AIM OF THE TASK:
Reproduce every one of the items below word for word, keeping each line as it stands.

==*==

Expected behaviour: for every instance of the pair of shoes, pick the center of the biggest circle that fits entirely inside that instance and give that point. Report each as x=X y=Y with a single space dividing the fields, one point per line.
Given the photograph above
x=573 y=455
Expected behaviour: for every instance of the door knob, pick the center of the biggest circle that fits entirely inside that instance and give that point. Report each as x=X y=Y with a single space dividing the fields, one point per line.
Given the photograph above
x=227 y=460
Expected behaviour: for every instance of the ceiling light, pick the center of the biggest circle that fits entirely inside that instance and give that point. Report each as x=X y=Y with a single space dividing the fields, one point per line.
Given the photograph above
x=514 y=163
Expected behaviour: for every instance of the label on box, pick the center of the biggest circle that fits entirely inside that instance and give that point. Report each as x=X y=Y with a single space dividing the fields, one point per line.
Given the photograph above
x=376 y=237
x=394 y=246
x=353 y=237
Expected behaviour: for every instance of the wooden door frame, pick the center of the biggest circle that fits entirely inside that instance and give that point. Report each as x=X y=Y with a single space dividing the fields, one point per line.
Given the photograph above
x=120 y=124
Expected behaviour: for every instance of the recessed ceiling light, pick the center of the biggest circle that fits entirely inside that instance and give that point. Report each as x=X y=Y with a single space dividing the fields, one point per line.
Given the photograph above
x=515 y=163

==*==

SOLUTION TO THIS TASK:
Expected behaviour: for every instance of the pair of shoes, pick the center of the biggest circle that fits entirely inside that instance and give that point. Report each as x=X y=Y with a single space dividing the fields, one point per line.
Given the photograph above
x=573 y=455
Expected behaviour: for every instance of the door knob, pick the center of the biggest circle that fits entirely inside that instance and give that point. Report each as x=X y=Y with a single space dividing the fields, one point per line.
Given the photograph above
x=227 y=460
Expected behaviour: for every instance of the ceiling light, pick the center of the biggest circle that fits entirely inside that instance and give that point. Report each as x=X y=Y with a single space dividing the fields, one point per line.
Given the photograph above
x=514 y=163
Expected behaviour: for every instance of the label on box, pick the center of the biggest circle that fits entirely inside that instance and give that point. Report each as x=X y=Y with a single space dividing the fields, one point per line.
Given the photograph above
x=376 y=237
x=394 y=246
x=353 y=237
Expected behaviour: for every instance of the wooden door frame, pick the center of the biggest circle that fits entirely inside that instance and give that point. Report each as x=X y=Y with a single space dividing the fields, one point per line.
Given the photograph above
x=120 y=124
Expected behaviour: for every instance of the recessed ceiling light, pick the center of the biggest circle that fits entirely inside that instance and give that point. Report each as x=X y=Y with a single space dividing the fields, one point per line.
Given the photograph above
x=515 y=163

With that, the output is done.